* [CO PRZYGOTOWAĆ] Proszę wypisać wszystkie wiersze poniższego wykazu bez jakichkolwiek zmian, pomijając obrazy.

* [PREZENTOWANE DANE]

####################

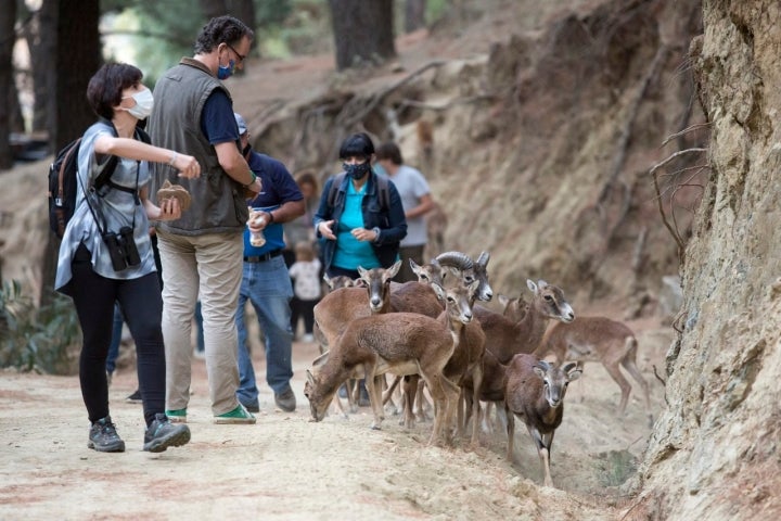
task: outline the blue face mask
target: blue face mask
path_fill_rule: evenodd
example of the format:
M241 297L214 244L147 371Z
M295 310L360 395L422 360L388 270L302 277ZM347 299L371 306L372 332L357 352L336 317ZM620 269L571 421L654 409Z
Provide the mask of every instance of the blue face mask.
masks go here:
M363 177L371 170L371 165L368 161L356 165L348 165L347 163L344 163L342 164L342 167L345 169L347 175L355 180L363 179Z
M219 65L217 67L217 79L228 79L233 76L235 72L235 62L233 60L228 61L227 66Z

####################

* [WYNIK ZADANIA]
task: outline the blue face mask
target: blue face mask
path_fill_rule: evenodd
example of the format:
M241 297L214 244L147 371Z
M295 310L360 395L422 360L388 270L302 277ZM347 299L371 306L372 332L357 352L336 317ZM620 269L571 421L654 409Z
Provide the mask of every instance of the blue face mask.
masks go here:
M363 177L371 170L371 165L368 161L356 165L348 165L347 163L344 163L342 164L342 167L345 169L347 175L355 180L363 179Z
M219 65L217 67L217 79L228 79L233 76L235 72L235 62L233 60L228 61L227 66Z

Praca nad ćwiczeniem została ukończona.